## Work request
The records that follow must all be duplicated exactly.

## Data listing
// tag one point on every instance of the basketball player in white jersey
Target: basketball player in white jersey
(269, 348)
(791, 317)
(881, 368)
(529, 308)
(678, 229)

## Your solution
// tag one point on every instance of the basketball player in white jersey
Target: basketball player in white jersey
(269, 348)
(791, 317)
(881, 368)
(529, 308)
(678, 229)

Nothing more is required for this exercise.